What to produce:
Reproduce every one of the records below word for word, line by line, without changing anything.

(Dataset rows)

[Start]

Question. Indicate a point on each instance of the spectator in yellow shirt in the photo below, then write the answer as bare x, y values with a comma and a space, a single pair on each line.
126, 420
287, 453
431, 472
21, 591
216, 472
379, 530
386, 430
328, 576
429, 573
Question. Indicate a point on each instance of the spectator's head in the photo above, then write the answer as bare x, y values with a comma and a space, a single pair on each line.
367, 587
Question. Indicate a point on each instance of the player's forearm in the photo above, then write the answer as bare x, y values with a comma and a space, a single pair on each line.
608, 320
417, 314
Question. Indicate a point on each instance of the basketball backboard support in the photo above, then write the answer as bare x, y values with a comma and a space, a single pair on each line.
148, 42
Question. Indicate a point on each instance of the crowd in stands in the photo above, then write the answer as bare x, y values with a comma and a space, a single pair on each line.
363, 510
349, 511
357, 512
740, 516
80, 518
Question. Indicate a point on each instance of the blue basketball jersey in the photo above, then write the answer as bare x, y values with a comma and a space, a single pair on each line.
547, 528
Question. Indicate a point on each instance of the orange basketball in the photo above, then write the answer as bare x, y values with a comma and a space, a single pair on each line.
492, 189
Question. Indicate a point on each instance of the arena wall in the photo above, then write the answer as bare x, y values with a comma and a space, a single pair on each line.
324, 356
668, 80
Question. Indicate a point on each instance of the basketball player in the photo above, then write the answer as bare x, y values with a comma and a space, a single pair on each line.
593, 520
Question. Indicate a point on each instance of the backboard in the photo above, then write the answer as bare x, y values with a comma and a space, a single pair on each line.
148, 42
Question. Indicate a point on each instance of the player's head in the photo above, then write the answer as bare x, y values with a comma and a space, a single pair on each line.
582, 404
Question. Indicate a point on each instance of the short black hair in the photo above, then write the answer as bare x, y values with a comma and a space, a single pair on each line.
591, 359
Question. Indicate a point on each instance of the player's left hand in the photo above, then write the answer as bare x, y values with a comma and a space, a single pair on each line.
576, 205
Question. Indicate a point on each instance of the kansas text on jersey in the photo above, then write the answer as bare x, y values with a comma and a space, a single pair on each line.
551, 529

[End]

Final result:
Question. Indicate a point on each instance of the spectator in yellow shirt in the photo below, then write the answer as bare x, y values with a comma and a space, a single pair on each line.
126, 420
287, 453
431, 472
21, 591
216, 472
379, 530
386, 430
328, 576
429, 573
Question. Indicate a point on each instance of the spectator's head in the photo above, then write the answer as bare x, y values with a comma and a space, a single pair on each line.
367, 587
Question. Indicate a point on each instance of the player's forearm in the photo above, then write the answer as bare x, y values with a comma and a space, a single pair on each line.
608, 320
417, 314
Question. Indicate a point on each instance of the basketball backboard support in the photo above, then write the answer as bare x, y values with a comma and a space, a single pair on each line.
148, 42
Question. Indicate a point on each instance of the crowd in stands in the photo above, then write the answer as bare x, y values with a comma and a space, a single pair on each line.
363, 510
349, 511
357, 512
740, 516
80, 518
Question. Indicate a point on each instance of the blue basketball jersey in the photo above, then write the answer as bare x, y values with a comma and a space, a single pair on each line.
547, 528
Question. Indicate a point on each instance of the orange basketball in the photo above, then write the answer as bare x, y values with a comma and a space, a single pair on each line.
492, 189
Question. Indicate a point on each instance of the arena wall in the photo above, then write the answer as bare x, y values with a comma and a space, a single pair on each line.
324, 356
668, 80
Question. Indicate a point on each instance of the basketball player in the photo above, then write the answer as bare x, y values with a comma and a space, a single pair on each line.
593, 520
Question. Indicate a point on each instance of the backboard in the photo above, then write the answer as bare x, y values with a comma and a space, a single pair on each line.
148, 42
Question. Indicate a point on each instance of the player's head in the photo above, then write the answer as bare x, y values with a comma and a space, a single pair on each line.
582, 404
Question. Indicate a point on each instance of the short black hair in the photo above, then write the answer as bare x, y values with a comma and a space, a single pair on each line.
591, 359
Question. Indicate a point on each instance of the player's left hand in the photo above, then write the answer as bare x, y values with a comma and a space, a single pair on each line.
576, 205
Question. Indicate a point on each instance of the kansas text on jersey in the photo above, then write the answer as bare x, y values with a comma and a space, a single pair on each line.
551, 529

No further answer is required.